● Task inputs
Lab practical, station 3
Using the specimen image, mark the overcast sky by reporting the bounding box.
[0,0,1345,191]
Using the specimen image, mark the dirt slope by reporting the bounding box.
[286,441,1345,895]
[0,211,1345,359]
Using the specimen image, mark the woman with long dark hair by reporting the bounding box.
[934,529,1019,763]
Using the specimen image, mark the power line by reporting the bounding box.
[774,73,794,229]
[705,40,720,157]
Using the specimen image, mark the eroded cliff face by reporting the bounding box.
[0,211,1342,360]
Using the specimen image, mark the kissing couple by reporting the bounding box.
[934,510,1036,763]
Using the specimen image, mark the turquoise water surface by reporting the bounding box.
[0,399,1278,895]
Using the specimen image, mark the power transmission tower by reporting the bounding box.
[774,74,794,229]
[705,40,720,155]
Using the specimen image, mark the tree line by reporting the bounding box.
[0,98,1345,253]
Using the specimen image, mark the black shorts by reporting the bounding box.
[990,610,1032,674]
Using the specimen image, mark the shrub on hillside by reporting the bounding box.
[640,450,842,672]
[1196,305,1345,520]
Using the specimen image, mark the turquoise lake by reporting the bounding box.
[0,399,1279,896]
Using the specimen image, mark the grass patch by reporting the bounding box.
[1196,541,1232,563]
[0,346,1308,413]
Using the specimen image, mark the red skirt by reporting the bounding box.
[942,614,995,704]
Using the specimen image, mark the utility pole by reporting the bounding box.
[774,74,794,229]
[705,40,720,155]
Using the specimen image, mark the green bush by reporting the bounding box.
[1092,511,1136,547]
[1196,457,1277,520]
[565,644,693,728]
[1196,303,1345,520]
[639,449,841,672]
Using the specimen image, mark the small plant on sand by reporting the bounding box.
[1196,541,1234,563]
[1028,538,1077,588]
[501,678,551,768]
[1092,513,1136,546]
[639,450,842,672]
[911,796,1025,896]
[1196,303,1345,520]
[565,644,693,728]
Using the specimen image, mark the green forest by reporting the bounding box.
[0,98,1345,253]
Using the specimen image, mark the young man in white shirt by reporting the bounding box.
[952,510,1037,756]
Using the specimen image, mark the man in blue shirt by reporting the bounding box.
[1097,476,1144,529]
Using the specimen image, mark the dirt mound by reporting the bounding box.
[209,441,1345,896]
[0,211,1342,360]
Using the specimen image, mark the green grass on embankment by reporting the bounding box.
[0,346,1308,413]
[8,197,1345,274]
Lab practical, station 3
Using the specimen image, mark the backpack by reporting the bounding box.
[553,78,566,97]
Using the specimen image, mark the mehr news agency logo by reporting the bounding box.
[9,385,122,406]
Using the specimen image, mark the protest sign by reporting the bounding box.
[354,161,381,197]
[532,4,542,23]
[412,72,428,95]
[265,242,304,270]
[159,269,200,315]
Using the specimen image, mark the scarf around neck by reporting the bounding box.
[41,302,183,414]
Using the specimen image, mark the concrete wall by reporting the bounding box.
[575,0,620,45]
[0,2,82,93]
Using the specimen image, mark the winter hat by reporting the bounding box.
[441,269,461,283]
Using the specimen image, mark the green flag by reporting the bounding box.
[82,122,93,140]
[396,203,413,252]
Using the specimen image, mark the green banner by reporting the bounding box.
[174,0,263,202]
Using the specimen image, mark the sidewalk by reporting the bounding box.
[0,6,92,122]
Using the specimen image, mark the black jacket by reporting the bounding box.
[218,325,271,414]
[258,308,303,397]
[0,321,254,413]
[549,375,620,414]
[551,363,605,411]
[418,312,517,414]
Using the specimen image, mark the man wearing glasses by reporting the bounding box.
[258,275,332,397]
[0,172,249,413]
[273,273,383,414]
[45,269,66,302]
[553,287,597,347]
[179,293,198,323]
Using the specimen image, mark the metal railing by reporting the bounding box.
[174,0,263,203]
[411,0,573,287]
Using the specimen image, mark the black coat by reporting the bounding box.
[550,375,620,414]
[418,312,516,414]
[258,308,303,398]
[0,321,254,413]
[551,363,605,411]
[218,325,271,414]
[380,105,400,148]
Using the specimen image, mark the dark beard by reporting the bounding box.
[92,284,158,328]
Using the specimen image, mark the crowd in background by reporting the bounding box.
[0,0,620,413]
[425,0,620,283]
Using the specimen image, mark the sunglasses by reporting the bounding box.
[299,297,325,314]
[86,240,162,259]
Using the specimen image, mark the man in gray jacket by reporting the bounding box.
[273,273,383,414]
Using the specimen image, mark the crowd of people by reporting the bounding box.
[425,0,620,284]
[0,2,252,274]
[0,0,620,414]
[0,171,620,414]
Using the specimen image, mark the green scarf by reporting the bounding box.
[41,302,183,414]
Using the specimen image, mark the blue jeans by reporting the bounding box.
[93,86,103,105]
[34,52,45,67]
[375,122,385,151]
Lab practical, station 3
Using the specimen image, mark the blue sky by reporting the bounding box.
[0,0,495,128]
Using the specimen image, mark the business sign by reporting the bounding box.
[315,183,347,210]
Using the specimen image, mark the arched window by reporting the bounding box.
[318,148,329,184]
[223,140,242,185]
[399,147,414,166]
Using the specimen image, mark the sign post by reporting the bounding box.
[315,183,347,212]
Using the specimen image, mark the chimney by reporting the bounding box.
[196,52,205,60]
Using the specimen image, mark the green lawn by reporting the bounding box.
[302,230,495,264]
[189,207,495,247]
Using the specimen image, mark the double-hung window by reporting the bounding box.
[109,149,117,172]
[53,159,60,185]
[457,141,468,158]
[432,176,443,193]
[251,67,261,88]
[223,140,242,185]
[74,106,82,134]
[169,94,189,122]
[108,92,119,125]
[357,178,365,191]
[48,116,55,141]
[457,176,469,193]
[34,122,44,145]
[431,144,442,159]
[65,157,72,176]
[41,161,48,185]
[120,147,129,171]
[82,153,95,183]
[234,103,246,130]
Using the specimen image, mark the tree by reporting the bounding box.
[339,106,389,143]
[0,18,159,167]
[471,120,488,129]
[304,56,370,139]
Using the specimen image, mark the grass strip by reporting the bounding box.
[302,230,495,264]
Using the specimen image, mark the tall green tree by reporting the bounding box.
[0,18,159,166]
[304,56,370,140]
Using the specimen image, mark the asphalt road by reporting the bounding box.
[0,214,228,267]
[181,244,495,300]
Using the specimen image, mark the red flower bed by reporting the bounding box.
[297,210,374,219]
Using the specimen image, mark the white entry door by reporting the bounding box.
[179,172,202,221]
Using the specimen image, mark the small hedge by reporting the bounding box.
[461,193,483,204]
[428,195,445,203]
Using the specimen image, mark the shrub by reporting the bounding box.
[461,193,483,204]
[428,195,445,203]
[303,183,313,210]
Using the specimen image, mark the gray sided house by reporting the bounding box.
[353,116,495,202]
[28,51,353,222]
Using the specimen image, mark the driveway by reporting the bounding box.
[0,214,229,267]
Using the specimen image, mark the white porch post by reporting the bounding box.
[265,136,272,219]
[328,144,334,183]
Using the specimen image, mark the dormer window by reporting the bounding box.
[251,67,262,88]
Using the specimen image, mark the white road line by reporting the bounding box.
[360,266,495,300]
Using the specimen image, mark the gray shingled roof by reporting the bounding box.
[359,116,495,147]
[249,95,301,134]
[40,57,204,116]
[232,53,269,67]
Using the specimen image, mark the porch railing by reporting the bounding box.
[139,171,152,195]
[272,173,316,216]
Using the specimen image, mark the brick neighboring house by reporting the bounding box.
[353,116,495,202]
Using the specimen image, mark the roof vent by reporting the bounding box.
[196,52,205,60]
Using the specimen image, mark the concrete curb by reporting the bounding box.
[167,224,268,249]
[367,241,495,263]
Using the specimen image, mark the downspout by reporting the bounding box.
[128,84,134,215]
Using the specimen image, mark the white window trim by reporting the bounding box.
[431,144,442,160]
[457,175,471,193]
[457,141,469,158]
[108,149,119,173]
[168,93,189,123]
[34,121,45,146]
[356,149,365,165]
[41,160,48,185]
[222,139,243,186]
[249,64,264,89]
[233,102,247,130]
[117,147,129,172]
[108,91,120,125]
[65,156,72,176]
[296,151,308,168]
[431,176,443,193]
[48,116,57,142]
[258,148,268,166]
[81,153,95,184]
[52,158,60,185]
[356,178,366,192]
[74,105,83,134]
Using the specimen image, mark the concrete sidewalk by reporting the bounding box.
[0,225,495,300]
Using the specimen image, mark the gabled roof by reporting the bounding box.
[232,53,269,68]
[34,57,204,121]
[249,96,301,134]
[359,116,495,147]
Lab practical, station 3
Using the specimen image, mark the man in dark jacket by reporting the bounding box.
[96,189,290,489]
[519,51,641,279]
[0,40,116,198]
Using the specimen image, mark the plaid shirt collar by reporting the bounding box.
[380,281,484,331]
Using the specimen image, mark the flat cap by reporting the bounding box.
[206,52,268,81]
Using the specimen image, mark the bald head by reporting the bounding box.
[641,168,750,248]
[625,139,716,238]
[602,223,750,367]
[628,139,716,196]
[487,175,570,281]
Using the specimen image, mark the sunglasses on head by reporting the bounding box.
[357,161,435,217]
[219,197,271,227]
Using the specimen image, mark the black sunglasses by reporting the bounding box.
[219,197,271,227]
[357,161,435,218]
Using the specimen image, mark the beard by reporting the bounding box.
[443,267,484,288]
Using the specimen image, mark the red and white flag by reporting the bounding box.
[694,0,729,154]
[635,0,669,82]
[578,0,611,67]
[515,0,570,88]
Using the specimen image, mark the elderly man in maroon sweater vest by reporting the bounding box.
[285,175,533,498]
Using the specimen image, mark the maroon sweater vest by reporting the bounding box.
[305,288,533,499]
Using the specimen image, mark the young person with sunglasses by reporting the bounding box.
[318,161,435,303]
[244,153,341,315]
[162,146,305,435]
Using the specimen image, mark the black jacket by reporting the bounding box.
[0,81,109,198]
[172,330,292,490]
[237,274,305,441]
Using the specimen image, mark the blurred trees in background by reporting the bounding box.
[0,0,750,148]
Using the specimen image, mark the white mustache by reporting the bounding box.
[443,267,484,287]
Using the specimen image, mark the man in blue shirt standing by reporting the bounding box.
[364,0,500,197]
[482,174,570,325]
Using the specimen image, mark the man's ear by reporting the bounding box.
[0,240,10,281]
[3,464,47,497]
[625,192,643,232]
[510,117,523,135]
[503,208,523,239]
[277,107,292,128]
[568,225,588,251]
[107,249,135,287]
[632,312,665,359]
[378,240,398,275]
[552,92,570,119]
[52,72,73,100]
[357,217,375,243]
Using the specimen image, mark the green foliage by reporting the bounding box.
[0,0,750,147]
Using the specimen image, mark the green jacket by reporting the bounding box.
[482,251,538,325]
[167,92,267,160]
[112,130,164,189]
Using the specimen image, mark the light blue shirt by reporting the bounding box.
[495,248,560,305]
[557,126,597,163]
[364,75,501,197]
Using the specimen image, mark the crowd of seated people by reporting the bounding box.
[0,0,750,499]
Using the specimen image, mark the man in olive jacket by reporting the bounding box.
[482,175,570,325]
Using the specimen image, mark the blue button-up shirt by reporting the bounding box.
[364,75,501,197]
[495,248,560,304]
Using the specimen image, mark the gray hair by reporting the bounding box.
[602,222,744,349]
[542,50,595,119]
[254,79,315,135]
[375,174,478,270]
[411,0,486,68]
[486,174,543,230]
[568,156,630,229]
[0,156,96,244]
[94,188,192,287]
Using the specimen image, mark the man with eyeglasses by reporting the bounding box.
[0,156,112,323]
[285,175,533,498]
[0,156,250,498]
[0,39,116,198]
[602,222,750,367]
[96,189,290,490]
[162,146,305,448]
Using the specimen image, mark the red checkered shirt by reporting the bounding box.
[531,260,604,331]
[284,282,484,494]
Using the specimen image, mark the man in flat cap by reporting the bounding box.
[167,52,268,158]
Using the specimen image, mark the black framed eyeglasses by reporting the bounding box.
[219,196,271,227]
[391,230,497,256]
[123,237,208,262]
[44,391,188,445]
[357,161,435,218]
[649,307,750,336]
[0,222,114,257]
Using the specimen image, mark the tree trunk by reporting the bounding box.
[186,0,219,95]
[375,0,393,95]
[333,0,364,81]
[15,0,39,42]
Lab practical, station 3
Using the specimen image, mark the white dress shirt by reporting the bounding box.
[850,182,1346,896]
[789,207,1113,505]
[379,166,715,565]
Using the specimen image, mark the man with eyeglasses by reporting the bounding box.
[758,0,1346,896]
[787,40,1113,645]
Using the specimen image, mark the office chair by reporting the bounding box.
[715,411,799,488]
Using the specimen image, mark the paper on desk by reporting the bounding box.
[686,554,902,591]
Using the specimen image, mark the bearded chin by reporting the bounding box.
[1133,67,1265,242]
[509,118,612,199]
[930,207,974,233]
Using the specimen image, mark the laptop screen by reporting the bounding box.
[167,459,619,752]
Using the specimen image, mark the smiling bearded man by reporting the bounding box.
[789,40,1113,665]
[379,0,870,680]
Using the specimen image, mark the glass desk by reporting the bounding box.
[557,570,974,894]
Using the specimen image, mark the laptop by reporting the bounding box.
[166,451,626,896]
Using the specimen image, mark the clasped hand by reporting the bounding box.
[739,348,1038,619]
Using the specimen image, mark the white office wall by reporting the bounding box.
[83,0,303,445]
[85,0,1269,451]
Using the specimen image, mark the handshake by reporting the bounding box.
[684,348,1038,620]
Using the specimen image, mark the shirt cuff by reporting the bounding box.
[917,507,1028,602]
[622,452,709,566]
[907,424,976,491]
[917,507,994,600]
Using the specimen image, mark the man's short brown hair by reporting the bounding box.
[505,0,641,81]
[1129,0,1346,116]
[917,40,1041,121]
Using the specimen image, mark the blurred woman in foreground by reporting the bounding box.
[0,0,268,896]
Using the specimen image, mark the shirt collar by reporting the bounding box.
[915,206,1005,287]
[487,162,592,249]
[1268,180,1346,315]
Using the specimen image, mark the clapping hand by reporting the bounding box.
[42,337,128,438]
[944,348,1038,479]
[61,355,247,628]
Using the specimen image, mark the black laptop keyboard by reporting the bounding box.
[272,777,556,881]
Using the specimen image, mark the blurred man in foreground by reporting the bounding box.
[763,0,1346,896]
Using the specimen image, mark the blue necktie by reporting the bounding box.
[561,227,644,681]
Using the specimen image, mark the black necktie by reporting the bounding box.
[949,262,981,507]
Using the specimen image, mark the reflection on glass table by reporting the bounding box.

● Brief
Duplicate the data above, beginning with the line that contains "Using the specimen image, mark the winter" and continuing through the line that contains "[0,6,92,122]".

● Output
Using the specimen image, mark the winter hat by reporting the bounding box.
[441,269,461,283]
Using the specimen image, mark the green flag by reporting the bounding box.
[82,122,93,140]
[396,203,413,252]
Using the specimen image, mark the green banner by reporting the bounding box.
[174,0,263,202]
Using the specimen image, mark the sidewalk by reporting the bounding box.
[0,6,92,122]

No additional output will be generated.